■ **What to work on**
Without the pictures, set down the records below word for word.

■ **Source records**
-- Opening Marker --
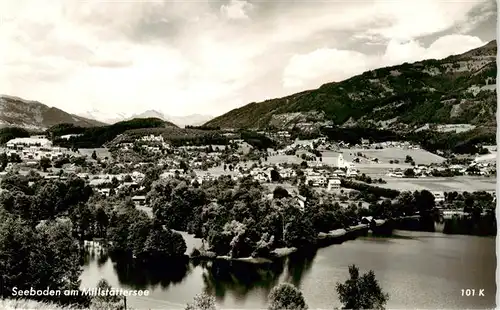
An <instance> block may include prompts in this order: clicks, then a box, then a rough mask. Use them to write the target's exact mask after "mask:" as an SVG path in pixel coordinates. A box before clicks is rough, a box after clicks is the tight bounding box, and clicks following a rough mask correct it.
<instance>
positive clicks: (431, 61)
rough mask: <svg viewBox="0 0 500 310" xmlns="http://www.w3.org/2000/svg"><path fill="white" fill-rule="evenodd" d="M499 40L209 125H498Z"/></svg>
mask: <svg viewBox="0 0 500 310" xmlns="http://www.w3.org/2000/svg"><path fill="white" fill-rule="evenodd" d="M496 53H497V45H496V41H491V42H490V43H488V44H487V45H485V46H483V47H480V48H477V49H474V50H471V51H469V52H466V53H464V54H461V55H455V56H450V57H447V58H445V59H441V60H435V59H431V60H424V61H420V62H416V63H413V64H409V63H404V64H402V65H398V66H393V67H387V68H381V69H376V70H371V71H367V72H365V73H363V74H361V75H358V76H355V77H352V78H350V79H347V80H345V81H342V82H338V83H337V82H335V83H327V84H324V85H322V86H321V87H319V88H318V89H314V90H308V91H304V92H301V93H297V94H293V95H290V96H287V97H284V98H277V99H271V100H266V101H263V102H257V103H256V102H254V103H250V104H248V105H246V106H243V107H241V108H238V109H234V110H232V111H230V112H228V113H226V114H224V115H221V116H219V117H217V118H215V119H213V120H211V121H209V122H207V123H206V124H205V125H206V126H217V127H221V128H269V127H271V128H283V129H285V128H292V127H294V126H299V127H300V126H306V127H307V126H315V125H318V124H319V125H338V126H341V125H345V126H348V125H352V126H356V125H357V126H366V125H376V126H377V127H383V128H390V129H396V128H408V127H412V128H416V127H417V126H420V125H423V124H426V123H434V124H450V123H467V124H474V125H488V126H496V116H495V114H496V74H497V69H496Z"/></svg>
-- Closing Marker --
■ **Result below**
An <instance> block may include prompts in this order: clicks, then a box, then a rough mask. Use them to write the target's exact mask after "mask:" as an SVG path in pixel coordinates. A box before clicks is rough, a box after clicks is the tight bounding box, and clicks following a rough mask correct it.
<instance>
positive clicks: (431, 61)
rough mask: <svg viewBox="0 0 500 310" xmlns="http://www.w3.org/2000/svg"><path fill="white" fill-rule="evenodd" d="M499 40L209 125H498Z"/></svg>
mask: <svg viewBox="0 0 500 310" xmlns="http://www.w3.org/2000/svg"><path fill="white" fill-rule="evenodd" d="M496 53H497V45H496V41H491V42H490V43H488V44H487V45H485V46H483V47H480V48H477V49H474V50H471V51H469V52H466V53H464V54H461V55H455V56H450V57H447V58H445V59H441V60H435V59H431V60H424V61H420V62H416V63H413V64H409V63H404V64H402V65H398V66H393V67H387V68H381V69H376V70H371V71H367V72H365V73H363V74H361V75H358V76H355V77H352V78H350V79H347V80H345V81H342V82H338V83H337V82H335V83H327V84H324V85H322V86H321V87H319V88H318V89H314V90H308V91H304V92H301V93H297V94H293V95H290V96H287V97H284V98H277V99H271V100H266V101H263V102H257V103H256V102H254V103H250V104H248V105H246V106H243V107H241V108H238V109H234V110H232V111H230V112H228V113H226V114H224V115H221V116H219V117H217V118H215V119H213V120H211V121H209V122H207V123H206V124H205V125H206V126H217V127H221V128H269V127H271V128H283V129H285V128H292V127H294V126H299V127H300V126H306V127H307V126H315V125H318V124H319V125H338V126H341V125H345V126H348V125H352V126H356V125H357V126H366V125H376V126H377V127H383V128H390V129H396V128H408V127H412V128H416V127H417V126H420V125H423V124H426V123H434V124H450V123H467V124H474V125H488V126H496V116H495V114H496V74H497V69H496Z"/></svg>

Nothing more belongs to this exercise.